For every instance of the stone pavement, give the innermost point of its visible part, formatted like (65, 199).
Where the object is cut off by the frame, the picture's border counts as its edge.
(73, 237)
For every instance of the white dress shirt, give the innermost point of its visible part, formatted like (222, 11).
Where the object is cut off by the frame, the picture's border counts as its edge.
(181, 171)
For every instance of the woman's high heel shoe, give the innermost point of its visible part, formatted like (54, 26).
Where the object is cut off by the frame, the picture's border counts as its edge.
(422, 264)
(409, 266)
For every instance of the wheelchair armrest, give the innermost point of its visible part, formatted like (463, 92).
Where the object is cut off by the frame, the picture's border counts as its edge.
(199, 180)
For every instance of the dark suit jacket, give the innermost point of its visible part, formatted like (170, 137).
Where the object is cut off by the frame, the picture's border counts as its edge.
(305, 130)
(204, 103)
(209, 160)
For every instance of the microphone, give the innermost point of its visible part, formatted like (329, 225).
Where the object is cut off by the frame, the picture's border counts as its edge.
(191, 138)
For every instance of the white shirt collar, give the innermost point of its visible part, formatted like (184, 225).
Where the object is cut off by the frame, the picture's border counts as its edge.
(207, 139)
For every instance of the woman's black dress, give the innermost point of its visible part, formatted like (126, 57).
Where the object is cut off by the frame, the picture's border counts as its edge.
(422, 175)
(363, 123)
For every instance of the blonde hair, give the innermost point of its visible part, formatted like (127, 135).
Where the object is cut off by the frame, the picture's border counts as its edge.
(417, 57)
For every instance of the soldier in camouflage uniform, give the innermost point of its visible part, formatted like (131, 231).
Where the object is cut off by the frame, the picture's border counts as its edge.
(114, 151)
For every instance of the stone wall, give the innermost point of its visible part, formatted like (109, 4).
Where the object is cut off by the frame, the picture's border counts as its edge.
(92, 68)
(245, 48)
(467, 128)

※ ※ ※

◆ **Action item**:
Output exactly the lines of the data that run from the one containing "For every instance of the stone wall, give" to the very last line, and no others.

◆ **Solved exercise**:
For every instance of the stone wall, give the innermost point of its visible part, formatted like (109, 4).
Where the object is cut off by the frame, the picture's border counts as its edge.
(92, 68)
(245, 48)
(467, 128)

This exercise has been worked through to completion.